> DOCUMENT TEXT
********************

The Pennsylvania Gaming Control Board (PGCB) approved two more interactive gaming licenses at their recent hearing on October 3. Sands Bethlehem and Valley…

The Pennsylvania Gaming Control Board (PGCB) approved two more interactive gaming licenses at their recent hearing on October 3. Sands Bethlehem and Valley Forge are able to move forward with offering online poker, slots and table games to players in Pennsylvania.

The approval by the PGCB means Sands Bethlehem and Valley Forge join the ranks of Harrah’s Casino, SugarHouse Casino, Mount Airy, Parx Casino and Hollywood Casino who all got their interactive gaming certificates approved by the board between August and September.

The interactive gaming certificate allow bricks and mortar casinos to offer online slots, table games and online poker to players in Pennsylvania. Payment of $10 million is now payable to the PGCB from the casinos within 60 days of the announcement.

In an unusual twist at the PGCB hearing, Sands Bethlehem could not outline any plans they had to bring online gaming to the state via their casino. This is due to Sands being bought out by Poarch Band of Creek Indians via Wind Creek Hospitality for $1.3 billion. Despite the acquisition progressing, no one at Sands or Wind Creek Hospitality could say what online gaming would look like from the casino.

It was also noted that Sands currently is owned by parent organisation the Las Vegas Sands Corporation, whose CEO is Sheldon Adelson, a staunch opponent to online gambling.

Despite this the PGCB approved the license with the understanding that if Sands doesn’t move forward with offering online poker, casino and table games to its customers there will be no refund of the $10 million and the license will be forfeited.

********************

> GIVEN RECORDS
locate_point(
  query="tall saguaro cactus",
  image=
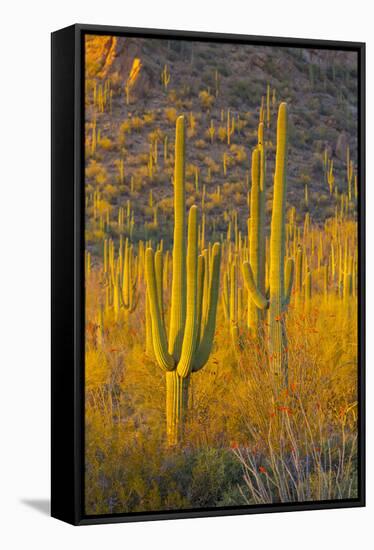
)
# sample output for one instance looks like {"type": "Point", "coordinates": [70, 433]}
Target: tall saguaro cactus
{"type": "Point", "coordinates": [257, 242]}
{"type": "Point", "coordinates": [280, 276]}
{"type": "Point", "coordinates": [194, 285]}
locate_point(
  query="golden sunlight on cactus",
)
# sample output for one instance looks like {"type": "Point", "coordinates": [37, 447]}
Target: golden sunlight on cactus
{"type": "Point", "coordinates": [221, 275]}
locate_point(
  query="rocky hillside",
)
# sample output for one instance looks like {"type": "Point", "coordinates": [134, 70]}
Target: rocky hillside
{"type": "Point", "coordinates": [136, 87]}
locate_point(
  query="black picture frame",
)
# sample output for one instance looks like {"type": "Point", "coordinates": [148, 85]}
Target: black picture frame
{"type": "Point", "coordinates": [67, 454]}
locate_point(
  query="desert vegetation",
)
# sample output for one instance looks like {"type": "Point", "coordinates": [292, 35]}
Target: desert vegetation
{"type": "Point", "coordinates": [221, 277]}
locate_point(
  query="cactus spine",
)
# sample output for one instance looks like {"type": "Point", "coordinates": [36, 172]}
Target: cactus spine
{"type": "Point", "coordinates": [190, 338]}
{"type": "Point", "coordinates": [280, 278]}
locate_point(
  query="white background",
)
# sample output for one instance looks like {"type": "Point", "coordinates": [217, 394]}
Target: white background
{"type": "Point", "coordinates": [25, 272]}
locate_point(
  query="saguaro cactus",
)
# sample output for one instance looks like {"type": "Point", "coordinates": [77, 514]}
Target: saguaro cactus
{"type": "Point", "coordinates": [256, 235]}
{"type": "Point", "coordinates": [280, 278]}
{"type": "Point", "coordinates": [191, 333]}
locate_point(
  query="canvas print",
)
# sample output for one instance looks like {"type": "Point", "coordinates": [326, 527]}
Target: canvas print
{"type": "Point", "coordinates": [221, 274]}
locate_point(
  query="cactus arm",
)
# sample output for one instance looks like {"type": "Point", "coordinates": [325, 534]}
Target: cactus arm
{"type": "Point", "coordinates": [205, 347]}
{"type": "Point", "coordinates": [178, 291]}
{"type": "Point", "coordinates": [164, 359]}
{"type": "Point", "coordinates": [200, 291]}
{"type": "Point", "coordinates": [257, 296]}
{"type": "Point", "coordinates": [290, 269]}
{"type": "Point", "coordinates": [225, 297]}
{"type": "Point", "coordinates": [159, 282]}
{"type": "Point", "coordinates": [190, 332]}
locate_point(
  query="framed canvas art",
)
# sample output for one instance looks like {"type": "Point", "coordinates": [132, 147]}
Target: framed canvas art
{"type": "Point", "coordinates": [208, 196]}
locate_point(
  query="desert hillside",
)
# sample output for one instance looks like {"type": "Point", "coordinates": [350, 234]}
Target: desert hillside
{"type": "Point", "coordinates": [137, 87]}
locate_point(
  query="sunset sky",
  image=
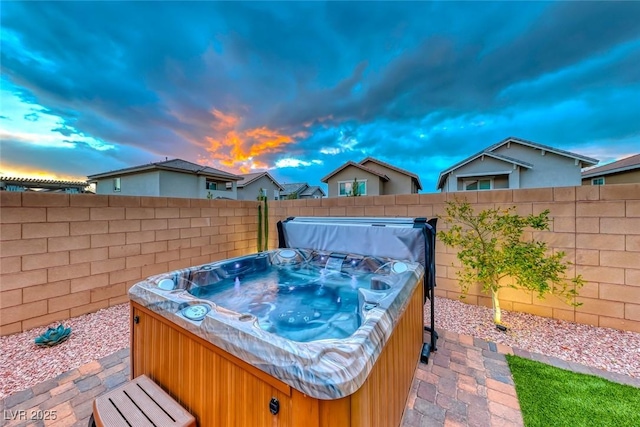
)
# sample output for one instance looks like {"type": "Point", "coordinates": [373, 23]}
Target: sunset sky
{"type": "Point", "coordinates": [300, 88]}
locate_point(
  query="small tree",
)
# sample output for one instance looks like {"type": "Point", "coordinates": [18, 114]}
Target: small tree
{"type": "Point", "coordinates": [491, 248]}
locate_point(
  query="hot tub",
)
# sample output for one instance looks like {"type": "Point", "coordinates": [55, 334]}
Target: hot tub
{"type": "Point", "coordinates": [290, 337]}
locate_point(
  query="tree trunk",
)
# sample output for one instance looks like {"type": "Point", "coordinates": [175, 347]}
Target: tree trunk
{"type": "Point", "coordinates": [497, 314]}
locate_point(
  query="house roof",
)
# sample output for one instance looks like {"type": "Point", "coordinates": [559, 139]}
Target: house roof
{"type": "Point", "coordinates": [310, 190]}
{"type": "Point", "coordinates": [622, 165]}
{"type": "Point", "coordinates": [295, 187]}
{"type": "Point", "coordinates": [395, 168]}
{"type": "Point", "coordinates": [176, 165]}
{"type": "Point", "coordinates": [489, 151]}
{"type": "Point", "coordinates": [357, 165]}
{"type": "Point", "coordinates": [248, 178]}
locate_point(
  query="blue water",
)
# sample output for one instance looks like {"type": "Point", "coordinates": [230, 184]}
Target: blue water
{"type": "Point", "coordinates": [302, 305]}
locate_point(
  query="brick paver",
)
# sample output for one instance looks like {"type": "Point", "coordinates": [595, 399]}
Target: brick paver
{"type": "Point", "coordinates": [467, 383]}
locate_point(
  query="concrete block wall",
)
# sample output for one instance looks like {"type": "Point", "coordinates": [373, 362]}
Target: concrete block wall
{"type": "Point", "coordinates": [65, 255]}
{"type": "Point", "coordinates": [598, 228]}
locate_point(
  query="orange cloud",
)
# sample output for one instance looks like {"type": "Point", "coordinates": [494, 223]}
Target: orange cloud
{"type": "Point", "coordinates": [240, 149]}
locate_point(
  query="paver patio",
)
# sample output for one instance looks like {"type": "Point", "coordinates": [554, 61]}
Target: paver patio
{"type": "Point", "coordinates": [466, 383]}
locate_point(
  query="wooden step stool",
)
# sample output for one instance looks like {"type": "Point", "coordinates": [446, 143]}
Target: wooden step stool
{"type": "Point", "coordinates": [139, 403]}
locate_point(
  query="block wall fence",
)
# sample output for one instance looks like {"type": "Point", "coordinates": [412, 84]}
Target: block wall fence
{"type": "Point", "coordinates": [65, 255]}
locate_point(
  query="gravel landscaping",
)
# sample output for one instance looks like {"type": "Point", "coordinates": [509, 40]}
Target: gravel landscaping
{"type": "Point", "coordinates": [99, 334]}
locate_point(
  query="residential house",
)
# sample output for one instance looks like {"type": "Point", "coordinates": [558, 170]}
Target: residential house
{"type": "Point", "coordinates": [171, 178]}
{"type": "Point", "coordinates": [301, 190]}
{"type": "Point", "coordinates": [252, 184]}
{"type": "Point", "coordinates": [374, 178]}
{"type": "Point", "coordinates": [515, 163]}
{"type": "Point", "coordinates": [623, 171]}
{"type": "Point", "coordinates": [43, 185]}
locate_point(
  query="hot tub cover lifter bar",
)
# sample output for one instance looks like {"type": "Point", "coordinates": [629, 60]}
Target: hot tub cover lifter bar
{"type": "Point", "coordinates": [412, 239]}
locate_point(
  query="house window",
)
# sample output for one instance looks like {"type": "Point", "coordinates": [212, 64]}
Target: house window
{"type": "Point", "coordinates": [345, 188]}
{"type": "Point", "coordinates": [479, 184]}
{"type": "Point", "coordinates": [212, 185]}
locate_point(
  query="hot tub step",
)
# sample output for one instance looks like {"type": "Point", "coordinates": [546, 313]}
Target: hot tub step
{"type": "Point", "coordinates": [140, 403]}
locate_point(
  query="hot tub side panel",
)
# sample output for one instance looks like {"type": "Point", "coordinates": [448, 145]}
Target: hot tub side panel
{"type": "Point", "coordinates": [221, 389]}
{"type": "Point", "coordinates": [381, 400]}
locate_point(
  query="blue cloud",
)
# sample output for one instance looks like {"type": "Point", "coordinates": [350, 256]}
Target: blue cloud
{"type": "Point", "coordinates": [421, 85]}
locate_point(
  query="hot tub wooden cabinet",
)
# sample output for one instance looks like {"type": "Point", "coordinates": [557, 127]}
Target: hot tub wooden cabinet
{"type": "Point", "coordinates": [219, 389]}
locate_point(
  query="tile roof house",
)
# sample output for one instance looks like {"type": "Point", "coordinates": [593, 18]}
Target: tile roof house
{"type": "Point", "coordinates": [171, 178]}
{"type": "Point", "coordinates": [301, 190]}
{"type": "Point", "coordinates": [624, 171]}
{"type": "Point", "coordinates": [515, 163]}
{"type": "Point", "coordinates": [250, 186]}
{"type": "Point", "coordinates": [374, 178]}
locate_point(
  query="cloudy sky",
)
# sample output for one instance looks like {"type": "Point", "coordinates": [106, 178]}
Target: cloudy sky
{"type": "Point", "coordinates": [300, 88]}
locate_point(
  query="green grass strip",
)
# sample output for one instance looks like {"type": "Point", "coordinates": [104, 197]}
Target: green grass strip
{"type": "Point", "coordinates": [551, 396]}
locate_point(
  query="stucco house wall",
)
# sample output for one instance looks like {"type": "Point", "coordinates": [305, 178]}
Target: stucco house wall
{"type": "Point", "coordinates": [479, 167]}
{"type": "Point", "coordinates": [142, 184]}
{"type": "Point", "coordinates": [549, 170]}
{"type": "Point", "coordinates": [250, 191]}
{"type": "Point", "coordinates": [374, 187]}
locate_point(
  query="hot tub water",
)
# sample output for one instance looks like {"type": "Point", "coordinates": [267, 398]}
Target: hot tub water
{"type": "Point", "coordinates": [304, 305]}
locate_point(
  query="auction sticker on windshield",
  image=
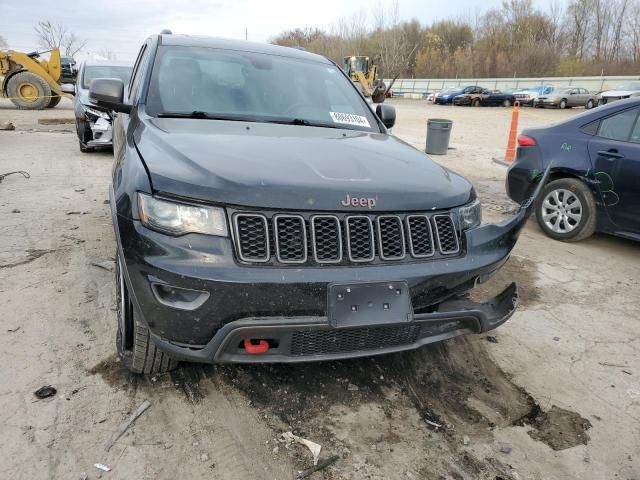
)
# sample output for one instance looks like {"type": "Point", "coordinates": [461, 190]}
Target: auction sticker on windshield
{"type": "Point", "coordinates": [350, 119]}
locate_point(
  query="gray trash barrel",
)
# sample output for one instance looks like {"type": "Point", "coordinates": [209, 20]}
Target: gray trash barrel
{"type": "Point", "coordinates": [438, 134]}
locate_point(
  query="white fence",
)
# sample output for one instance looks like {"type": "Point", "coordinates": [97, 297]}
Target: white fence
{"type": "Point", "coordinates": [420, 87]}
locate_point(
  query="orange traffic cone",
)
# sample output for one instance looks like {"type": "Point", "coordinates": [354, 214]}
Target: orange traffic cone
{"type": "Point", "coordinates": [510, 153]}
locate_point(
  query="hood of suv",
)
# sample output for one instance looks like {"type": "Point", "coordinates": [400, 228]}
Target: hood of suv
{"type": "Point", "coordinates": [293, 167]}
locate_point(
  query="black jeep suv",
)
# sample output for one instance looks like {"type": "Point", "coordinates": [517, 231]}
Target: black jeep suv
{"type": "Point", "coordinates": [263, 213]}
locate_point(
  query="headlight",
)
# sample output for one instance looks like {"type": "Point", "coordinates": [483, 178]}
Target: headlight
{"type": "Point", "coordinates": [470, 215]}
{"type": "Point", "coordinates": [95, 112]}
{"type": "Point", "coordinates": [178, 218]}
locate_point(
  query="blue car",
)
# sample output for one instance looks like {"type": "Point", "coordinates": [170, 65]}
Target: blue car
{"type": "Point", "coordinates": [595, 173]}
{"type": "Point", "coordinates": [446, 96]}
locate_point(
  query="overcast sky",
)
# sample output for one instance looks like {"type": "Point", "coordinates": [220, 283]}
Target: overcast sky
{"type": "Point", "coordinates": [122, 25]}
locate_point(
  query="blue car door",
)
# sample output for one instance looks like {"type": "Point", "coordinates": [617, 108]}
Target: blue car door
{"type": "Point", "coordinates": [615, 153]}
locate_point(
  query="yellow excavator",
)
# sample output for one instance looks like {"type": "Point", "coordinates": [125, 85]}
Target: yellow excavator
{"type": "Point", "coordinates": [30, 82]}
{"type": "Point", "coordinates": [363, 72]}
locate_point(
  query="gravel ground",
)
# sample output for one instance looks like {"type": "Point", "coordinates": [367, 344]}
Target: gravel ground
{"type": "Point", "coordinates": [554, 395]}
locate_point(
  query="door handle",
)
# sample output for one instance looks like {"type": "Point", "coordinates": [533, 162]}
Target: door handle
{"type": "Point", "coordinates": [610, 154]}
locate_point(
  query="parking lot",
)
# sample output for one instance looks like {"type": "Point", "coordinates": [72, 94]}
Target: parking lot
{"type": "Point", "coordinates": [554, 394]}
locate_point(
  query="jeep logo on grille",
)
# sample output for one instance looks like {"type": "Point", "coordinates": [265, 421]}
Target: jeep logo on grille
{"type": "Point", "coordinates": [350, 201]}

********************

> WHAT THIS TASK INVOLVES
According to the article on Pennsylvania's interactive gaming licenses, which casinos had their interactive gaming certificates approved by the board between August and September? Answer from the article on Pennsylvania's interactive gaming licenses alone, not from the records.

> SOLUTION TO THE PROBLEM
- Harrah’s Casino
- SugarHouse Casino
- Mount Airy
- Parx Casino
- Hollywood Casino